===== SOURCE DOCUMENT =====

Thursday, 11 November 2010

Contracts of Affreightment and the difference of Charterparty and Bills of Lading

Contract of affreightments are contracts of charterparties including the bills of lading. However, charterparty  and bills of lading (BoL) are not the same. Where the charterparty is ‘the’ contract in essence, bills of lading is considered to be the document evidencing that particular contract.
There are distinct differences between the charterparty and the bills of lading.
A charterparty is used for full shipload of goods, whereas a BoL is used for less than full shipload. The services used are also different like a ‘tramp service’ for charterparty and ‘liner service’ for BoL. For charterparty common law applies, but BoL is governed by international rules like the ‘Hague-Visby Rules’. Charterparty is the contract for carriage of goods which governs the commercial relationship between the charterer and the shipowner and the BoL is issued under that contract as per the terms of the contract.
This is a summarised version of a detailed explaination given by John F Wilson in Carriage of Goods by Sea, 6th edn.

Transfer of risk and transfer of ownership (part 2)

Goods are classified as specific and unascertained, and the laws relating to such goods differ. As per section 61 (1) of Sale of Goods Act 1979 (SoGA) goods are ‘specific’ if they are ‘identified and agreed upon at the time the contract was made.’ However ‘unascertained goods’ are not defined by SoGA. It is generally referred to goods that are not specific.
The basic rule under section 16 of SoGA, no property in the unascertained goods can pass to the buyer unless and until the goods become ascertained. Application of this section and the principles of ascertainment can be seen in Everwine Ltd & ors v Customs and Excise Commissioners  [2003] EWCA Civ 953.
Section 17 (1) of SoGA provides the rules for specific and ascertained goods. Accordingly where there is a contract for the sale of specific or ascertained goods, the property in them is transferred to the buyer at such time as the parties to the contract intend it to be transferred. Furthermore, if the parties did not expressly state as to when the property is transferred, as per section 17 (2) the intention may be implied from the circumstances of the contract.
However, it may be the case where no such intention of passing the property is found. For such situations section 18 is applied.
These are just the general principles that are applicable to the passing of property.

===== EXTRACTED ENTRIES =====

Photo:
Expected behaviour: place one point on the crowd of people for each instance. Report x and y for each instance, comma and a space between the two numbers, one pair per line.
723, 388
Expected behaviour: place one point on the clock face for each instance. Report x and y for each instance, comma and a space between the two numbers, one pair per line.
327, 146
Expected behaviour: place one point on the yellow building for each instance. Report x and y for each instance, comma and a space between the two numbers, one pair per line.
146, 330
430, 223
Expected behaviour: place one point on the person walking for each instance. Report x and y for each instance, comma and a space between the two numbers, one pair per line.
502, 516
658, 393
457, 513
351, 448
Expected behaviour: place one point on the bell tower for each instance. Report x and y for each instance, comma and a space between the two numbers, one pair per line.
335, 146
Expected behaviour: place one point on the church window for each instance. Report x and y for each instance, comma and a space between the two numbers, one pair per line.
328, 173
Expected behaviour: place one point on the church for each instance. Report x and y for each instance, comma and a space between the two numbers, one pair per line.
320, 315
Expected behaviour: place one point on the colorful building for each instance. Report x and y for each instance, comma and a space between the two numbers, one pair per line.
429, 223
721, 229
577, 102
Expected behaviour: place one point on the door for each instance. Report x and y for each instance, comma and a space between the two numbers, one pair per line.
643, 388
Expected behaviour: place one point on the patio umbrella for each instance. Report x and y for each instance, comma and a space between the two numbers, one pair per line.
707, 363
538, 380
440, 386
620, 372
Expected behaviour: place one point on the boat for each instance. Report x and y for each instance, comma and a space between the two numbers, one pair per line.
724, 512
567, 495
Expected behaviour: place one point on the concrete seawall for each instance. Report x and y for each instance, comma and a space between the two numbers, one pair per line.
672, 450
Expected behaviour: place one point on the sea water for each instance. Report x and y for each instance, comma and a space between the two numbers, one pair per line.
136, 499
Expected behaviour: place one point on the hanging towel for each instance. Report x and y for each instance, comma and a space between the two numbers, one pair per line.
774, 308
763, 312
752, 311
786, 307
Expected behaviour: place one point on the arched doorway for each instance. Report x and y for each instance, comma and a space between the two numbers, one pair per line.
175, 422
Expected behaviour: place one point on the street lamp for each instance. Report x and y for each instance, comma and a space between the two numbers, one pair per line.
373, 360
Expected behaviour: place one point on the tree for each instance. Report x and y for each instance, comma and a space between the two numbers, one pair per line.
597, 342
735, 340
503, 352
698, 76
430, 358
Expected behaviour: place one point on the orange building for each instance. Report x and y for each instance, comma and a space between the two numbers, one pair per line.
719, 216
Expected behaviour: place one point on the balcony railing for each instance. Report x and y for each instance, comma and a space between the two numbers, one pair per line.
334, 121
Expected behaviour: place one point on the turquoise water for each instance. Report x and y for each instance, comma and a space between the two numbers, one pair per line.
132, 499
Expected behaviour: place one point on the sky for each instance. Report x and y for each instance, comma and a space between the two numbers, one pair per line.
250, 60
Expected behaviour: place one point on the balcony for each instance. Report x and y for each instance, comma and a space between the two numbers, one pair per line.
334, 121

=====

SHORT PROBLEM 1 >> Reproduce the source text word for word from "Section 17 (1)" to "18 is applied.".
SHORT PROBLEM 2 >> List every section of the Sale of Goods Act 1979 that the source text cites by number, including subsections.
Work from the source text alone.

COMPLETE RESPONSE 1 >>
Section 17 (1) of SoGA provides the rules for specific and ascertained goods. Accordingly where there is a contract for the sale of specific or ascertained goods, the property in them is transferred to the buyer at such time as the parties to the contract intend it to be transferred. Furthermore, if the parties did not expressly state as to when the property is transferred, as per section 17 (2) the intention may be implied from the circumstances of the contract.
However, it may be the case where no such intention of passing the property is found. For such situations section 18 is applied.

COMPLETE RESPONSE 2 >>
section 61 (1)
section 16
section 17 (1)
section 17 (2)
section 18